------ Record extracts ------

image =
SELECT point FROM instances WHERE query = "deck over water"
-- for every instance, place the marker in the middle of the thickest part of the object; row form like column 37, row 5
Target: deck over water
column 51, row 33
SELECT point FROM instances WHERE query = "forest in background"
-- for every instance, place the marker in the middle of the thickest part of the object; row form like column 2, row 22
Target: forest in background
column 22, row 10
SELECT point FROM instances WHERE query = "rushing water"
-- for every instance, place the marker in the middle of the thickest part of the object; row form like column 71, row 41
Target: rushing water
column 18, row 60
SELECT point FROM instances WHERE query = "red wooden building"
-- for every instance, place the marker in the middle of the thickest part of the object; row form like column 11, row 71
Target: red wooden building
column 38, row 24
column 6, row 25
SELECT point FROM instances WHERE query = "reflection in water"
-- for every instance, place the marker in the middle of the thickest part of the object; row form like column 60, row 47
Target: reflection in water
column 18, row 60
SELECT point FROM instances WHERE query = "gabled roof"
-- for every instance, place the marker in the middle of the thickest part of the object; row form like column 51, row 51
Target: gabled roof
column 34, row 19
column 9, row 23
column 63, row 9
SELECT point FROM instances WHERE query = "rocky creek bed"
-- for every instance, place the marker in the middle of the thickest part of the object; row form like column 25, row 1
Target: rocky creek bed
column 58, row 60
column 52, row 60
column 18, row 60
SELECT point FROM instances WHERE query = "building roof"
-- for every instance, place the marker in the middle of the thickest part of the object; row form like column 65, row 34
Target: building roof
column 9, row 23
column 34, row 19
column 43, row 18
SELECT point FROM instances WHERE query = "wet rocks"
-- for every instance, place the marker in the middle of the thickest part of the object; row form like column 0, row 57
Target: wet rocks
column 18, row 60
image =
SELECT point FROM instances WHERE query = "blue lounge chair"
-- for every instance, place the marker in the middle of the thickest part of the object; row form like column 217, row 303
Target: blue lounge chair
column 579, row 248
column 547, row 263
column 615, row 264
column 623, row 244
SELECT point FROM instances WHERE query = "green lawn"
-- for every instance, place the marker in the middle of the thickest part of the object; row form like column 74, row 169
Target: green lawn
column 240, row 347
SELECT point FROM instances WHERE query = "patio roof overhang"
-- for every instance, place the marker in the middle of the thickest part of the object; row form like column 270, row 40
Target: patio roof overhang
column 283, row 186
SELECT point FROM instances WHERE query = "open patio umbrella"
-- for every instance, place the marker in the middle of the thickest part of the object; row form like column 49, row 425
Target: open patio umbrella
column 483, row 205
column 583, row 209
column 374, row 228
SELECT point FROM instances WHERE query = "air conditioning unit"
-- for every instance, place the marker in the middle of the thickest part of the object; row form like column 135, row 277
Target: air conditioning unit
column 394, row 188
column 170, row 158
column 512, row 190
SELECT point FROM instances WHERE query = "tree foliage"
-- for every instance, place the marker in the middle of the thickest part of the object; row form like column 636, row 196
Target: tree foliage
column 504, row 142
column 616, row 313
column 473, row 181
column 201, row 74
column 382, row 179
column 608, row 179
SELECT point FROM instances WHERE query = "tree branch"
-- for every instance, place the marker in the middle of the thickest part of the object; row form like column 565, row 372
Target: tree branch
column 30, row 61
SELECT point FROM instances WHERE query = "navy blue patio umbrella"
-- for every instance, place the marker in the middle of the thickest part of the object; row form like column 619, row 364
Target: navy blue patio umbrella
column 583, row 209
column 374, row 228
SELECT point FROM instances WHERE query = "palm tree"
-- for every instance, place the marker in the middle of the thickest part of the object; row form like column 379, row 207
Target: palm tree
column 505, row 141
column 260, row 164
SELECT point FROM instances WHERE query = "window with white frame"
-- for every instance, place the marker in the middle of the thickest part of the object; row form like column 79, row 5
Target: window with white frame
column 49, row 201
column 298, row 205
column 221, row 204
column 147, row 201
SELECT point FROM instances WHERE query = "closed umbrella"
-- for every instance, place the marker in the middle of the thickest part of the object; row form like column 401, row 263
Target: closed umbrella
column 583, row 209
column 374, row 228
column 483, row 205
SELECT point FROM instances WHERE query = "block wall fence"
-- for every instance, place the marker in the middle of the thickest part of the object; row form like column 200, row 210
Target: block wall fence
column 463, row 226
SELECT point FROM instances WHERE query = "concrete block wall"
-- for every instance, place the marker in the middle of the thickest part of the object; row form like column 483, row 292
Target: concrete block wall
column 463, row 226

------

*Your task*
Provide all the records again, word for word.

*Exercise result*
image =
SELECT point FROM instances WHERE query = "deck over water"
-- for every instance, place the marker in the middle of the thickest part of the object; row form like column 37, row 5
Target: deck over water
column 51, row 33
SELECT point FROM instances WHERE query = "forest in background"
-- for every instance, place the marker in the middle of the thickest part of the object; row form like column 2, row 22
Target: forest in background
column 22, row 10
SELECT point FROM instances WHERE query = "rushing water"
-- for every instance, place the marker in the middle of the thickest part of the object; row form like column 71, row 41
Target: rushing water
column 18, row 60
SELECT point FROM instances WHERE query = "red wooden building"
-- for every instance, place the marker in the middle of the thickest part of the object; row form like column 11, row 71
Target: red wooden building
column 38, row 24
column 6, row 25
SELECT point FROM instances WHERE query = "reflection in water"
-- for every instance, place the marker in the middle of the thickest part of the object; row form like column 60, row 47
Target: reflection in water
column 18, row 60
SELECT point FROM instances WHERE query = "gabled roof"
-- for every instance, place the marker in the middle of the thickest part of the object; row form like column 51, row 51
Target: gabled roof
column 34, row 19
column 9, row 23
column 63, row 9
SELECT point FROM instances WHERE query = "rocky creek bed"
-- for every instance, place the marker in the middle of the thickest part of the object; row form like column 25, row 1
Target: rocky creek bed
column 58, row 60
column 52, row 60
column 18, row 60
SELECT point FROM instances WHERE query = "building roof"
-- for every instance, place the marker in the middle of the thickest part of the object; row form like column 65, row 34
Target: building roof
column 9, row 23
column 34, row 19
column 43, row 18
SELECT point FROM instances WHERE query = "wet rocks"
-- for every instance, place the marker in the middle of the thickest part of the object; row form like column 0, row 57
Target: wet rocks
column 18, row 60
image =
SELECT point FROM instances WHERE query = "blue lounge chair"
-- for every instance, place the marker in the middle of the thickest part of the object; row form like column 217, row 303
Target: blue lounge chair
column 579, row 248
column 547, row 263
column 615, row 264
column 623, row 244
SELECT point FROM instances WHERE query = "green lawn"
-- for every instance, place the marker in the middle of the thickest part of the object; row form like column 74, row 169
Target: green lawn
column 240, row 347
SELECT point FROM instances WHERE query = "patio roof overhang"
-- for every instance, place the marker in the middle of the thickest part of the object; row form like column 270, row 40
Target: patio roof overhang
column 283, row 186
SELECT point FROM instances WHERE query = "open patio umbrella"
-- for every instance, place the marker in the middle of the thickest part of the object; row form like column 49, row 425
Target: open patio umbrella
column 483, row 205
column 583, row 209
column 374, row 228
SELECT point FROM instances WHERE query = "air conditioning unit"
-- for every instance, place the marker in the middle of the thickest part of the object; row form like column 135, row 277
Target: air conditioning unit
column 394, row 188
column 170, row 158
column 512, row 190
SELECT point FROM instances WHERE query = "tree foliage"
-- for every instance, place the marker in the middle of the thickest part of the object; row form like column 636, row 196
Target: tree foliage
column 504, row 142
column 616, row 313
column 473, row 181
column 201, row 74
column 382, row 179
column 608, row 179
SELECT point FROM instances WHERE query = "tree branch"
-- for every instance, place the marker in the middle of the thickest part of the object; row form like column 565, row 372
Target: tree branch
column 30, row 61
SELECT point FROM instances WHERE query = "navy blue patio umbrella"
-- for every instance, place the marker in the middle of the thickest part of the object; row form like column 619, row 364
Target: navy blue patio umbrella
column 583, row 209
column 374, row 228
SELECT point FROM instances WHERE query = "palm tree"
-- for every instance, place the marker in the middle of the thickest part of the object; row form like column 379, row 207
Target: palm tree
column 505, row 141
column 260, row 164
SELECT point FROM instances WHERE query = "window with white frame"
-- for every instance, place the marker in the middle of the thickest part of the object; row form like column 79, row 5
Target: window with white frame
column 49, row 201
column 298, row 205
column 221, row 204
column 147, row 201
SELECT point FROM instances WHERE query = "closed umbrella"
-- for every instance, place the marker in the middle of the thickest part of the object; row form like column 401, row 263
Target: closed umbrella
column 583, row 209
column 374, row 228
column 483, row 205
SELECT point FROM instances WHERE query = "block wall fence"
-- for every instance, place the marker in the middle of the thickest part of the object; row form like column 200, row 210
Target: block wall fence
column 463, row 226
SELECT point FROM instances WHERE query = "concrete block wall"
-- for every instance, place the marker in the middle of the thickest part of the object; row form like column 483, row 292
Target: concrete block wall
column 463, row 226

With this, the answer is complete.